_TEXT_:
A Cat’s Life (‘Une Vie de Chat’). Dir. Alain Gagnol and Jean-Loup Felicioli. Gebeka Films. 2010.

A Cat in Paris (‘Une Vie de Chat’, 2010) is a charmingly funny, aesthetically beautiful and surprisingly thrilling French animated film, directed by Alain Gagnol and Jean-Loup Felicioli. [1] The film tells the story of Dino, a Parisian cat who leads a double life. By day he is a comforting and playful pet to a young mute girl called Zoe but when night falls he is the accomplice to the stealthy and sly but warm-hearted cat burglar, Nico. Zoe’s mother is a superintendent assigned to the case of the cat burglar whilst also searching for her husband’s murderer, the comically evil gangster, Victor Costa. When Zoe follows Dino out one night, worlds start colliding as she stumbles upon the revelation that her nanny, Claudine, is in cahoots with Costa. The film culminates in a dramatic chase sequence across the Parisian skyline and atop Notre-Dame, with Costa losing a grip on his sanity and falling to his death.

Despite its contemporary production and release date, A Cat in Paris has a relatively unique and retro style of animation. Felicioli has stated in an interview how he originally ‘wanted to be a painter’ before becoming an animator. [2] This is certainly apparent in the style of the drawings, which are much more reminiscent of Picasso or Modigliani than any Disney film. Characters are disproportionately sized, perspective is warped, and characters and the cat leap unfathomable distances across the rooftops (see fig. 1).

_WRITTEN INSTRUCTION_:
Answer these questions from the film review:
(a) Who is Zoe's nanny?
(b) What did Felicioli originally want to be before becoming an animator?
(c) Atop which landmark does the film's final chase sequence take place?

_DATA EXTRACT_:
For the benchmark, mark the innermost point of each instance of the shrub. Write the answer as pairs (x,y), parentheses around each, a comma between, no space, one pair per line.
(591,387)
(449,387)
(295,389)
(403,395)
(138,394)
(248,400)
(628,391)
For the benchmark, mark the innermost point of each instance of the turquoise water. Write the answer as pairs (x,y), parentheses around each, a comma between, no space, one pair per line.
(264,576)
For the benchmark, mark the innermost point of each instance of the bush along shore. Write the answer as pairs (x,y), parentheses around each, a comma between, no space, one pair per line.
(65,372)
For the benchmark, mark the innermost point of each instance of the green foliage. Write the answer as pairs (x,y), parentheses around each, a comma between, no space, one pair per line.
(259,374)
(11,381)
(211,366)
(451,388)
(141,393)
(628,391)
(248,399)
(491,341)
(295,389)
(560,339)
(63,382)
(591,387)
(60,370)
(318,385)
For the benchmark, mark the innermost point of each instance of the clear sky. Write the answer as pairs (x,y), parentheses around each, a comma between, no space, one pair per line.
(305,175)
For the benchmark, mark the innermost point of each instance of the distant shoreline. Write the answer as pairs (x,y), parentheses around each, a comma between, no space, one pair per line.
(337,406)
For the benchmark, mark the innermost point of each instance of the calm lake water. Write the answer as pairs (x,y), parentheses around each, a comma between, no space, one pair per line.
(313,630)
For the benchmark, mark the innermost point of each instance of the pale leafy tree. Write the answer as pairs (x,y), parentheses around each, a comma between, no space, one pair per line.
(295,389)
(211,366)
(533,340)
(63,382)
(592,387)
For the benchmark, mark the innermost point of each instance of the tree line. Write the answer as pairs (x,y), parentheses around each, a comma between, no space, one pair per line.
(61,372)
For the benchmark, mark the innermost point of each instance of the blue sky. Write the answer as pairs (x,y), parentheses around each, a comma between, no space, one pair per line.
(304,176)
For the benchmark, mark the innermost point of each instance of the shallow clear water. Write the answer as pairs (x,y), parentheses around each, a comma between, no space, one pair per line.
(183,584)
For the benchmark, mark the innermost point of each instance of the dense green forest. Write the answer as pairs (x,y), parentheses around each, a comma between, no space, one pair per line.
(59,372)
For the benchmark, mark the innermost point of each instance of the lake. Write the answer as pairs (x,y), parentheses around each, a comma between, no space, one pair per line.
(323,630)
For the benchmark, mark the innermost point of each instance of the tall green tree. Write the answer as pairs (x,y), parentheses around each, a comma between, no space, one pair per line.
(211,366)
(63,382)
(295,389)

_SOLUTION_:
(a) Claudine
(b) A painter
(c) Notre-Dame